═════ GIVEN ENTRIES ═════

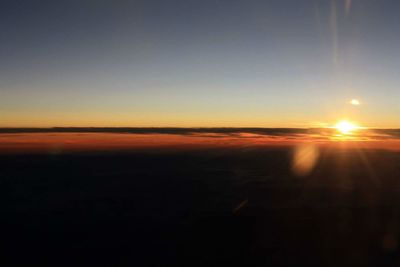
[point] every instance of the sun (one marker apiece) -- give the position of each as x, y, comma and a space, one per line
345, 127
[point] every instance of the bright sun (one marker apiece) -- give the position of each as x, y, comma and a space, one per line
345, 127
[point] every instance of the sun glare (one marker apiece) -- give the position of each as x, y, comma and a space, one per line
345, 127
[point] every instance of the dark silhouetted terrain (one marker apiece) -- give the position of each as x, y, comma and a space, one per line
210, 207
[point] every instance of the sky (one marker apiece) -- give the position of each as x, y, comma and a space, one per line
199, 63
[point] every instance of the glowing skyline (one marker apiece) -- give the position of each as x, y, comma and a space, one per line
199, 63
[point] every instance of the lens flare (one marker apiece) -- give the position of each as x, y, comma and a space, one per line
345, 127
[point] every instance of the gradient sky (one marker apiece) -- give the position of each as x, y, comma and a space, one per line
199, 63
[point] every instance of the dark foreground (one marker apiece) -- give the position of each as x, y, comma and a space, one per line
223, 207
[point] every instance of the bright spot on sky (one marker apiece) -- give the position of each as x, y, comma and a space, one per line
345, 127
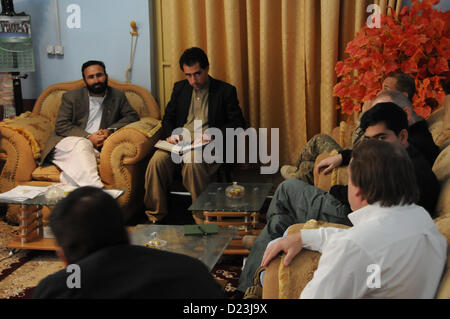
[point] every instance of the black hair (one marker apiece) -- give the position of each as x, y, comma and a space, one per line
405, 83
192, 56
388, 113
384, 173
87, 220
92, 62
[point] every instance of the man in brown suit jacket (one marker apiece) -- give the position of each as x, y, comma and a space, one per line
86, 118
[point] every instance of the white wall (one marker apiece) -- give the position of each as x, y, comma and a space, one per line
104, 34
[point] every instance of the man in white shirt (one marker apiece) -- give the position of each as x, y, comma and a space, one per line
86, 118
393, 250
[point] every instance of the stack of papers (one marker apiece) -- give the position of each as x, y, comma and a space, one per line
22, 193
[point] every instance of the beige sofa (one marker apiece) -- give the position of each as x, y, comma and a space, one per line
287, 282
123, 158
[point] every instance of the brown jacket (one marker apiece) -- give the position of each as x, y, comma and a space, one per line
74, 112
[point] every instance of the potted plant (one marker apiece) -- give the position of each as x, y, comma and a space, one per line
416, 42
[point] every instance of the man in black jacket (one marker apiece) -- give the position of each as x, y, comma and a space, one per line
89, 229
295, 201
197, 104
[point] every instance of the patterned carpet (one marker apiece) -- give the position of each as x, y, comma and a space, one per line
20, 273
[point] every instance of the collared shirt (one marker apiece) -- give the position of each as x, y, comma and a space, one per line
198, 113
390, 252
95, 113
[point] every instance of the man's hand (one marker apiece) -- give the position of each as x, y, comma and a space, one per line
98, 138
291, 245
328, 164
202, 139
174, 139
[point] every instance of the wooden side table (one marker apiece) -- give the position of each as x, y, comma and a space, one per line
243, 212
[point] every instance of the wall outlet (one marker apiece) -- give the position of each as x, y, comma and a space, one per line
50, 49
59, 50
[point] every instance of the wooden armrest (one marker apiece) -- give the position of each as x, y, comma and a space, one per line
337, 177
36, 129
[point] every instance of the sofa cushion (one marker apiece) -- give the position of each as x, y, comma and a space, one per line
147, 126
441, 169
443, 224
293, 278
138, 103
35, 128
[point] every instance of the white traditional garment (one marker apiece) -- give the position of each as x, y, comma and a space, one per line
95, 113
76, 156
390, 252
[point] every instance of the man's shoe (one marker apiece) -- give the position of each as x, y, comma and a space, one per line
289, 171
248, 241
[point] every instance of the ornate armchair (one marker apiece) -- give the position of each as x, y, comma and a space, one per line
288, 281
123, 158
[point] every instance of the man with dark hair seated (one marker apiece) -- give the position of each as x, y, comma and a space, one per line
393, 250
295, 201
89, 228
323, 143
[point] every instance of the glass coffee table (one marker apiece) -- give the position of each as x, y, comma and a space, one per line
208, 248
242, 212
33, 234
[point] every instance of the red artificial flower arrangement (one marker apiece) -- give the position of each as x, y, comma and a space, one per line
416, 42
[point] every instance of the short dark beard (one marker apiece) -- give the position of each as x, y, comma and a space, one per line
98, 88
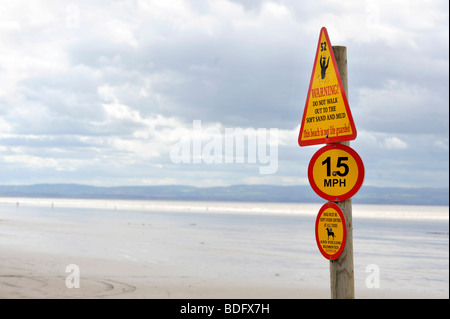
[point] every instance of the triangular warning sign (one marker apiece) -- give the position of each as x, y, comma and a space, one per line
327, 117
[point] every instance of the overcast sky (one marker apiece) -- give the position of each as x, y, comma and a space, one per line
107, 93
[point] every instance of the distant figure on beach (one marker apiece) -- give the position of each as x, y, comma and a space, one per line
330, 233
323, 66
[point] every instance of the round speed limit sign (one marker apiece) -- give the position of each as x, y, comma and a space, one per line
336, 172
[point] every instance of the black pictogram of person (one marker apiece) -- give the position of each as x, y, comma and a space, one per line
324, 66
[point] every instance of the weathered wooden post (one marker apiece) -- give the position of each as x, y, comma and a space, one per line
336, 171
342, 278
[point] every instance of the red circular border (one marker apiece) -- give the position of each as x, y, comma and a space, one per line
344, 225
359, 180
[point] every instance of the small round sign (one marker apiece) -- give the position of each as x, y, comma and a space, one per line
336, 172
331, 231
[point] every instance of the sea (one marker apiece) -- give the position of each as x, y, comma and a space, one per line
397, 249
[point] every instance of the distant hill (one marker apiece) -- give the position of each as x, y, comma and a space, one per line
248, 193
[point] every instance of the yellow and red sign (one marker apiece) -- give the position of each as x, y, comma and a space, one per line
326, 117
331, 231
336, 172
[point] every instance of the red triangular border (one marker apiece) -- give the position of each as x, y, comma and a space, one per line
333, 139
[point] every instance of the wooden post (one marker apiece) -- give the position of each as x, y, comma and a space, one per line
341, 270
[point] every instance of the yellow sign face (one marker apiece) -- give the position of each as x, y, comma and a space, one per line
327, 117
331, 231
336, 172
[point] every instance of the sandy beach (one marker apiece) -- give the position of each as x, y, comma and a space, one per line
172, 255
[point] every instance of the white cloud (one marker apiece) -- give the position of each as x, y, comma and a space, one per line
395, 143
102, 91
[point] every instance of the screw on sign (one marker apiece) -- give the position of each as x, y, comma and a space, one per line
331, 231
336, 172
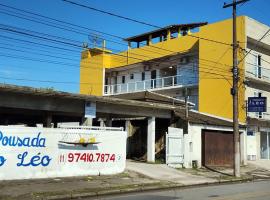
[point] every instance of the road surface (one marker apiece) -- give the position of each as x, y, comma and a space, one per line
246, 191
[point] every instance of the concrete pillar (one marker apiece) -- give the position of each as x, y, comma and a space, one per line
86, 121
149, 41
47, 122
179, 32
151, 129
168, 34
128, 129
102, 123
108, 123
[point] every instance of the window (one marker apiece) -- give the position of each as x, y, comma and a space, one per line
123, 79
258, 94
143, 76
259, 62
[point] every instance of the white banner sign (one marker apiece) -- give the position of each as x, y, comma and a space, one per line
43, 152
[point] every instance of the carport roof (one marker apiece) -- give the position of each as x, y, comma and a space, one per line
194, 116
67, 95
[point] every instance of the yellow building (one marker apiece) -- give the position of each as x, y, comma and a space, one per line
195, 56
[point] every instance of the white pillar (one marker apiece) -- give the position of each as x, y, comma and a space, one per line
151, 129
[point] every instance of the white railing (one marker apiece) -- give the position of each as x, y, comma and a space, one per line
151, 84
252, 70
263, 115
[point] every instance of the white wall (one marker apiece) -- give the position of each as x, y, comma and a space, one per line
28, 153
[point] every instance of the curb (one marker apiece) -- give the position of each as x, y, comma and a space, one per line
145, 188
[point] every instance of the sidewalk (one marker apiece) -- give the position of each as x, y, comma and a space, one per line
137, 177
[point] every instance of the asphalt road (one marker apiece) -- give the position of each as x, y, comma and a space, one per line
246, 191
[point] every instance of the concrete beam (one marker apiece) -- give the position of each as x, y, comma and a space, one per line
133, 111
32, 102
151, 131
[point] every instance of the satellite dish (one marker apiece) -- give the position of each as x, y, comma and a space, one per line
85, 45
95, 40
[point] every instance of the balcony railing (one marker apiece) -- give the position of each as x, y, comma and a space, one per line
264, 115
259, 72
151, 84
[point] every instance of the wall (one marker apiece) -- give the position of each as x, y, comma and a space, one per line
215, 63
28, 153
92, 69
193, 143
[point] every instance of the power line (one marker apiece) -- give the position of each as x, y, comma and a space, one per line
256, 44
60, 21
111, 14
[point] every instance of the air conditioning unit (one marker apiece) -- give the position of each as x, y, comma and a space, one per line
146, 68
114, 74
184, 60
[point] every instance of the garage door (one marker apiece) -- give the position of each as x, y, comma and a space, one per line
217, 148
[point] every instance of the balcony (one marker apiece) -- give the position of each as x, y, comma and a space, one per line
151, 84
254, 71
264, 115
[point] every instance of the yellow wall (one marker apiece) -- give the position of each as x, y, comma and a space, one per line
215, 63
157, 50
215, 79
92, 67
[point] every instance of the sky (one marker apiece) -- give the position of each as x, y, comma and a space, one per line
32, 53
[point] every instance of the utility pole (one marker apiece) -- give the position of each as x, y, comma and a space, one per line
234, 90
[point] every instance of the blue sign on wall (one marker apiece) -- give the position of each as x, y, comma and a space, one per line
256, 104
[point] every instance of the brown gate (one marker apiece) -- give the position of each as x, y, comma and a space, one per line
217, 148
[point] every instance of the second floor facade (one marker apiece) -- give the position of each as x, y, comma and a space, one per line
184, 59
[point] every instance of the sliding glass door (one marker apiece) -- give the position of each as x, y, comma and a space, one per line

═════

- EXERCISE PROMPT -
The task here is to output the line with "[point] every instance of the utility" and all lines after it to the end of the records above, exactly and only those.

- RESULT OF THE EXERCISE -
[point] every instance of the utility pole (one marker apiece) -- give the position of each as x, y, comma and a space, one per line
234, 90
[point] every instance of the blue sign on wall (one marker apiece) -- give the position of each as x, y, comma and a space, one per line
256, 104
[point] every instance of the brown gate (one marker apiece) -- give the position of each as x, y, comma and a space, one per line
217, 148
[point] every instance of the second floor facade (one marker apiece) -- give the position of each as x, y, comma and a space, one per line
184, 59
[point] every instance of the sliding glass door (one marker apiece) -- give the position of each as x, y, comma and a space, one per line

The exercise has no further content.